# Extracted records:
□ □ □ □ □
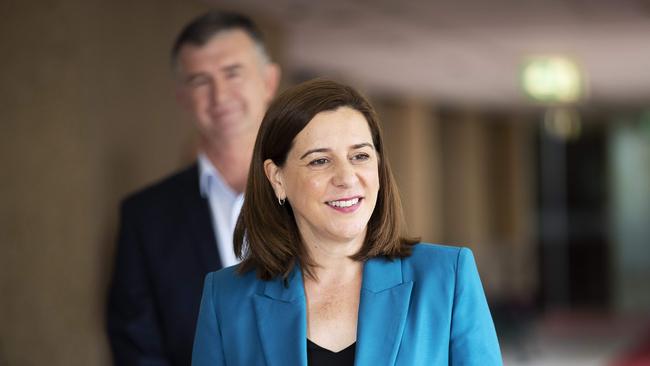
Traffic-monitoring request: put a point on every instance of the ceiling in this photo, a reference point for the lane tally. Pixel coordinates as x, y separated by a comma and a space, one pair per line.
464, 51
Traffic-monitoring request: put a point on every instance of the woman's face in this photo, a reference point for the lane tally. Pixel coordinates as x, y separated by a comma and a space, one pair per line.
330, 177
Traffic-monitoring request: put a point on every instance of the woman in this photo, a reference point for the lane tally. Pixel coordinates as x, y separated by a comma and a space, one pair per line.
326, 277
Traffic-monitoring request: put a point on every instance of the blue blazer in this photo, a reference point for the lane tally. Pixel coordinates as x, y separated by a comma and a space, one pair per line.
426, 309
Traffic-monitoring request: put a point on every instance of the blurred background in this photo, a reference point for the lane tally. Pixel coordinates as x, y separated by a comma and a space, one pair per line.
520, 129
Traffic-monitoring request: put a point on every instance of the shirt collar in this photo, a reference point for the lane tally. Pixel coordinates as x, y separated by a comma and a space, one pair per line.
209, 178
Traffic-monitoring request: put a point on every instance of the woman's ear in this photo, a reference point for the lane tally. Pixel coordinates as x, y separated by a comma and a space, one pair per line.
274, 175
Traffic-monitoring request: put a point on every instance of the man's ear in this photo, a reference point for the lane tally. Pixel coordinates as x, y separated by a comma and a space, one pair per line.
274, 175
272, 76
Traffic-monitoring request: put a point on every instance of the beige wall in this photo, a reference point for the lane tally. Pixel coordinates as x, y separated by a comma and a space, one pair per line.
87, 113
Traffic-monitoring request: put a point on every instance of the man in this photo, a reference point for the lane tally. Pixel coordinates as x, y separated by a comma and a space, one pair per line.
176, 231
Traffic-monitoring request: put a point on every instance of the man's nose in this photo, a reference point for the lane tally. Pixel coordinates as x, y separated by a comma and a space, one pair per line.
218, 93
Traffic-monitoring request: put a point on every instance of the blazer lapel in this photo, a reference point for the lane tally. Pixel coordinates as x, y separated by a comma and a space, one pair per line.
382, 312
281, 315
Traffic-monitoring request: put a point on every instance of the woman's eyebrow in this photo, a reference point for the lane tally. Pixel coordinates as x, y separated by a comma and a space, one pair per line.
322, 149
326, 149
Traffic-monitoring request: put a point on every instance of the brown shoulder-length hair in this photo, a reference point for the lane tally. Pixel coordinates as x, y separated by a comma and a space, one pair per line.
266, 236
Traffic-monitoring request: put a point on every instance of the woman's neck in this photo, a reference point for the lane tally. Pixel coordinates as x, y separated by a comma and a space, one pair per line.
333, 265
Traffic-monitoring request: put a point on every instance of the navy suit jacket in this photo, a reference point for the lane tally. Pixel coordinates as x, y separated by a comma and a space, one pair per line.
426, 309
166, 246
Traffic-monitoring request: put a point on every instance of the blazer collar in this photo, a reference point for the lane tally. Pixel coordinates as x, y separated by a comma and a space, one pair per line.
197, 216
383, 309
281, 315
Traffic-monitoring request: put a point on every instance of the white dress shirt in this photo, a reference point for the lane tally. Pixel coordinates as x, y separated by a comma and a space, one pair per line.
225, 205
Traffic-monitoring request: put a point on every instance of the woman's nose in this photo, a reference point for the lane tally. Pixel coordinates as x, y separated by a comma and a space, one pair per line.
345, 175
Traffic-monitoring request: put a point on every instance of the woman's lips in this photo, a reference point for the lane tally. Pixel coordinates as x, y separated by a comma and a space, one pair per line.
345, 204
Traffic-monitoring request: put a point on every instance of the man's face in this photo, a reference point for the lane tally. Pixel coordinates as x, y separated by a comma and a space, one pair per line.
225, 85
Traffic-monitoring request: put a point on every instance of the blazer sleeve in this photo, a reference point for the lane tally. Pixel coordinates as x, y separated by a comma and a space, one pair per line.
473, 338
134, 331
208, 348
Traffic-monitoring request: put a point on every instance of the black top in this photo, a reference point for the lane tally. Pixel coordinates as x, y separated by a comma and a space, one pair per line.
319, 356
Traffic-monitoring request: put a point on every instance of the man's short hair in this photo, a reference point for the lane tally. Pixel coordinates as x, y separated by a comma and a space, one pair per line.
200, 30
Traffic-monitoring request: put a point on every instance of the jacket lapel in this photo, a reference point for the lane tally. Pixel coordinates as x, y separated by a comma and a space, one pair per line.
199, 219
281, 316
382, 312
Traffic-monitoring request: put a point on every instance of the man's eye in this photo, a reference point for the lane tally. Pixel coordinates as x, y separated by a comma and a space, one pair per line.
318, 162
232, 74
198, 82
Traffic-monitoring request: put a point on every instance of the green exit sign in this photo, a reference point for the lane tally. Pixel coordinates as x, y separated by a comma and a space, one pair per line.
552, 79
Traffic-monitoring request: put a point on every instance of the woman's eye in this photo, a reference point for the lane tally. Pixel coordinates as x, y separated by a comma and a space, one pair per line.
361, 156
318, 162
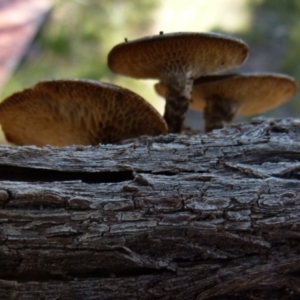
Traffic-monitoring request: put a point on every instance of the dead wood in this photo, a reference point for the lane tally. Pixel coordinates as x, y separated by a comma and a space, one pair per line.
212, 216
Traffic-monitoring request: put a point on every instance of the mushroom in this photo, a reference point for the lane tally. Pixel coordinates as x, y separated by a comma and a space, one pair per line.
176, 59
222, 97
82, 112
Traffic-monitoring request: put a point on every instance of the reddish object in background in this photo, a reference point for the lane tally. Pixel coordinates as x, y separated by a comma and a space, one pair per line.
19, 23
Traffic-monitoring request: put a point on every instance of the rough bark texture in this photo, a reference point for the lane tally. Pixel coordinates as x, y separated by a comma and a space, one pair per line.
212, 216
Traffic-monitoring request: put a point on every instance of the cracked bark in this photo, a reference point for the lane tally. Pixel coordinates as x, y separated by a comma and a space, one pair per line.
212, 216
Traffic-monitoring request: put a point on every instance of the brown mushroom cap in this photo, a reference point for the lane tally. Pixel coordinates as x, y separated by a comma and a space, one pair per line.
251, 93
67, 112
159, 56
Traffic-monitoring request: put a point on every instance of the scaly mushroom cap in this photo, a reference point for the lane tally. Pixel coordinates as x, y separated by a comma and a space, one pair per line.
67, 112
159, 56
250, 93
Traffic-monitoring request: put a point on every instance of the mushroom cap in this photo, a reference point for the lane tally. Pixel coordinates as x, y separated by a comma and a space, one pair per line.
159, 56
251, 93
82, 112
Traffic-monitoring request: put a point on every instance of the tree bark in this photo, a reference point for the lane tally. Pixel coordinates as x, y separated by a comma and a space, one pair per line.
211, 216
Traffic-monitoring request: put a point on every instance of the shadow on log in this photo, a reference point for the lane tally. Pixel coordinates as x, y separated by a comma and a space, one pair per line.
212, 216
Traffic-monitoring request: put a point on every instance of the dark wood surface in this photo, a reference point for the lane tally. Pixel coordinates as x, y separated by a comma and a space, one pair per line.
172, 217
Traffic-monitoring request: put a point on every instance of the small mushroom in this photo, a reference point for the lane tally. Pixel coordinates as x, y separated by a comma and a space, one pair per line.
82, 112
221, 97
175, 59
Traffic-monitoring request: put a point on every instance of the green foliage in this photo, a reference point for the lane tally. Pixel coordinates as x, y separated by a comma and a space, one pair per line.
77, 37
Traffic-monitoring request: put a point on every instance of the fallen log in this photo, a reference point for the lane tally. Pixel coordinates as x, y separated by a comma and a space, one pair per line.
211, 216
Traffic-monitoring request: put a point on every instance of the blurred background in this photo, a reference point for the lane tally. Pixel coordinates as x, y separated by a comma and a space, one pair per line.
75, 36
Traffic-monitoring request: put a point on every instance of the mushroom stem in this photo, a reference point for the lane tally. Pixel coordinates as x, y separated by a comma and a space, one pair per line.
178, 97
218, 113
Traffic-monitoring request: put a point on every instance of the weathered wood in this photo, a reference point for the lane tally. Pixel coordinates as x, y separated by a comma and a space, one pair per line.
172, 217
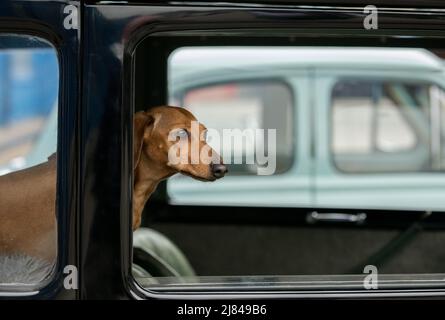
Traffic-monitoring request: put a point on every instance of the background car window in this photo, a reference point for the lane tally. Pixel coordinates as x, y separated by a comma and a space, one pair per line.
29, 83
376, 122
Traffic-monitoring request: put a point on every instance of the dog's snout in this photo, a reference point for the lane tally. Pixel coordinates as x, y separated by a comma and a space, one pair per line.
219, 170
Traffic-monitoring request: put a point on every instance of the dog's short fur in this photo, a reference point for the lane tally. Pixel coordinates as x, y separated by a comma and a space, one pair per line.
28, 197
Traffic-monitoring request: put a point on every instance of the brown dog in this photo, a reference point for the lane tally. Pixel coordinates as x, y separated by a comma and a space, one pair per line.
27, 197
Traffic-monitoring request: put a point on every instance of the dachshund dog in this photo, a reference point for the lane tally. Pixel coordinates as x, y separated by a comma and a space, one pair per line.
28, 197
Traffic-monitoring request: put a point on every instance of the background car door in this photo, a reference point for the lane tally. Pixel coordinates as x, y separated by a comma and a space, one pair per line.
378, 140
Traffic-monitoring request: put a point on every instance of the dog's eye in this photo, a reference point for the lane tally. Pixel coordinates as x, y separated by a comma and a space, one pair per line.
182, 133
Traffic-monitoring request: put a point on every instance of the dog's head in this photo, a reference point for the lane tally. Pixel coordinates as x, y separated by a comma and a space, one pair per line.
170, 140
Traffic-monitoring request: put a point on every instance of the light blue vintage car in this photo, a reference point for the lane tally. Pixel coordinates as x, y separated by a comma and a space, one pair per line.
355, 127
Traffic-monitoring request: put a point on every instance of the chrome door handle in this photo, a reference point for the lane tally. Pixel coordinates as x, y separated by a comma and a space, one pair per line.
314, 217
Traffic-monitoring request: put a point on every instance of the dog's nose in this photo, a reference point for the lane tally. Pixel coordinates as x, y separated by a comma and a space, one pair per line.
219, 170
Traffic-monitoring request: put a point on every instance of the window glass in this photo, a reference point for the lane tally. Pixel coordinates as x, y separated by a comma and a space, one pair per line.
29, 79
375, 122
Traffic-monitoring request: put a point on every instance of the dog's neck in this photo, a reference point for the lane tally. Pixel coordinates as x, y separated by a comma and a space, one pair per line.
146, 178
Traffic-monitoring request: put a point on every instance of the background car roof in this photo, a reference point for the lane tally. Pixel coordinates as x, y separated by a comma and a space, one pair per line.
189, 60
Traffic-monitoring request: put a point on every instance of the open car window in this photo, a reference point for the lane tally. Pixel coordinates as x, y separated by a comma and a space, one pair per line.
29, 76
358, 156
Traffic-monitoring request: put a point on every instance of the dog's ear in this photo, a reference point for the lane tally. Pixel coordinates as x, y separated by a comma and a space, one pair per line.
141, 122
□ □ □ □ □
# Task directions:
Your answer must be the lines from the one containing "the dog's ear" through the last line of the entries, copied exactly, with no other lines.

# Exercise response:
Traffic-monitoring request: put a point on every instance of the dog's ear in this photo, a reference point for the lane tally. Pixel coordinates as x, y separated by a comma and a space, one pair per line.
141, 122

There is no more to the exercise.